# TEKS YANG DIBERIKAN
'''
Great Depression
Oleh: Ndaru Anugerah
Dalam sejarah kelam AS, terdapat satu term yang cukup terkenal dalam bidang perekonomian. Inilah yang disebut great depression atau depresi besar.
Depresi besar yang terjadi di AS dimulai saat kejatuhan pasar saham pada 24 Oktober 1929. Peristiwa tersebut terjadi pada Kamis, sehingga orang mengenalnya dengan istilah Black Thursday alias Kamis Kelabu.
Peristiwa tersebut ditandai dengan dijualnya 16 juta saham secara cepat oleh para investor yang dirundung panik karena tidak lagi mempercayai pasar saham.
Tercatat Down Jones Industrial Average anjlok hingga 11% hanya dalam sehari. Mimpi buruk Amerika sudah terbayang di depan mata.
Lantas apa yang memicu terjadinya Great Depression?
Setidaknya ada dua. Pertama ada ketidaksempurnaan dalam sistem perekonomian di AS saat itu dimana The Fed dan Wall street selaku soko gurunya. Kedua sifat serakah dari sistem kapitalisme itu sendiri.
Awalnya, sepanjang 1920-an, ekonomi di AS berkembang begitu pesat. Kekayaan negara meningkat lebih dari 2 kali lipat. Tak heran bila periode ini dijuluki sebagai The Roaring Twenties, mengingat pertumbuhan ekonominya demikian hebat.
Cuma masalahnya, ekonomi yang demikian maju, mendorong orang untuk minta lebih lagi dan lagi. Ini wajar. Bukankah nature dasar manusia adalah serakah? Dan sistem kapitalisme membuka keran keserakahan orang untuk mendapatkan keuntungan yang lebih lagi.
'''
# DATA YANG DIBERIKAN
'''
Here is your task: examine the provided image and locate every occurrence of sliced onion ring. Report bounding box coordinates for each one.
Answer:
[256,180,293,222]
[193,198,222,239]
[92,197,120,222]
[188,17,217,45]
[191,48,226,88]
'''
# PETUNJUK TUGAS
1. Menurut teks tentang Depresi Besar, berapa banyak saham yang dijual secara cepat oleh para investor dalam peristiwa Kamis Kelabu?
2. Teruskan teks tentang Depresi Besar di AS setelah kalimat terakhirnya.

# HASIL PER TUGAS
1. Sebanyak 16 juta saham.

2.
Tadinya cukup dengan keuntungan 10 USD. Namun karena ada peluang untuk mendapatkan keuntungan 100 USD, maka orang berlomba-lomba untuk mengejar keuntungan yang berlipat-lipat.
Hal inilah yang memicu spekulasi besar-besaran di pasar saham, karena marjin keuntungan yang demikian mengiurkan berada disana. Ini mengakibatkan pasar saham menjadi sangat bergairah karena spekulan secara berjamaah lari kesana.
Akibatnya apa? Produksi terus ditingkatkan karena ada suntikan dana segar para investor dari bursa saham. Walhasil indeks saham khususnya bidang industri dan pertanian melejit hingga mencapai puncaknya pada Agustus 1929.
Masalahnya, produksi terus ditingkatkan, lalu siapa yang akan beli produknya?
Hukum pasar otomatis berlaku. Supply yang lebih banyak ketimbang demand-nya menyebabkan harga hancur dipasaran. Pemicunya ya over produksi tadi.
Tahu gelagat tidak beres, investor ramai-ramai menjual saham yang mereka miliki. Terjadi krisis kepercayaan pada sistem ekonomi AS saat itu, dan ini kemudian merembet kemana-mana. Perusahaan bangrut dan bank-bank di serbu oleh para nasabah untuk menarik dananya.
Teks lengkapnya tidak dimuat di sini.